··· DATA EXTRACT ···

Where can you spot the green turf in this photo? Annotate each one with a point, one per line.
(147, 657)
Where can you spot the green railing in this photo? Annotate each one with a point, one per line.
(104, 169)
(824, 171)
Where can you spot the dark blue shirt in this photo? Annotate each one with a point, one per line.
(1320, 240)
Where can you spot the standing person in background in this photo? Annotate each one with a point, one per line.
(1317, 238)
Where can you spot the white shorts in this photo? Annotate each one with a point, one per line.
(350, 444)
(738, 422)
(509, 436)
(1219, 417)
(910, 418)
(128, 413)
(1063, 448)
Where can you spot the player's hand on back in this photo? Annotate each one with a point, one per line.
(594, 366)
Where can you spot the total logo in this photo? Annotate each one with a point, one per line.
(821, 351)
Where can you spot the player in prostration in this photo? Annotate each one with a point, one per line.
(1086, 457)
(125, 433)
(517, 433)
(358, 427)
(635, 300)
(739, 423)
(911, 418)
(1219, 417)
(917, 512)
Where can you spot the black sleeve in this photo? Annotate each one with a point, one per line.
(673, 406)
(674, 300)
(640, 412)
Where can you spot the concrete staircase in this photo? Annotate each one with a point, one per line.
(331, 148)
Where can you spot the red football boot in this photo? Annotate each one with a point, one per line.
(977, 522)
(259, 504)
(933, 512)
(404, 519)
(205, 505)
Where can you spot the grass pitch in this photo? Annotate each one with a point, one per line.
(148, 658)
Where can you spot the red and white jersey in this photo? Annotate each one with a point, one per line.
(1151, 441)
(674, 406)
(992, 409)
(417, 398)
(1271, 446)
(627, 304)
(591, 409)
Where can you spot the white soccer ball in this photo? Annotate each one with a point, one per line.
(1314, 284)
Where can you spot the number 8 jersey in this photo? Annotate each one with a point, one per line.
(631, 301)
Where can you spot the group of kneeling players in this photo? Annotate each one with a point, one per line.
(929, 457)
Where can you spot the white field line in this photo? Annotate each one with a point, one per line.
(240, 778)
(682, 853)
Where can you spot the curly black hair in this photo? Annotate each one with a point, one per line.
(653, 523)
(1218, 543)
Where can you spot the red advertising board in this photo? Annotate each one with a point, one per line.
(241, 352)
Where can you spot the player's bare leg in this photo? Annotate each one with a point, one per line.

···

TASK REQUIREMENTS:
Rewrite the stretch from the line containing "Where can you spot the grass" through the end of the material, replacing "jersey" with "top" and leaving everything else unchanged.

COMPLETED EXERCISE:
Where can you spot the grass pitch in this photo? Annotate each one with a point, one per line.
(148, 658)
Where can you spot the red and white top in this photo? Annotate each one with a point, one per line.
(1151, 441)
(674, 406)
(992, 409)
(417, 398)
(1271, 446)
(627, 304)
(591, 409)
Where can you spot the white soccer ball in this photo? Annotate each one with a point, one per line.
(1314, 284)
Where can you spot the number 8 top in this photo? Annotate each one with a point, one per line.
(631, 301)
Where can you spot the group of kneeling players in this photo? Annotate each one with a point, one per line.
(929, 457)
Where can you spot the white field line in this photo? Annotate each one with a point, one per line.
(240, 778)
(682, 853)
Where can you spot the curly black hair in this photo? Annotate each one with a point, one per line.
(653, 523)
(1218, 543)
Where can you spot the red advertising board in this photo? Annotate each one with a point, one per line.
(241, 352)
Where can you spot the player's bare leg in this photo? Annotate each one with a point, one per line.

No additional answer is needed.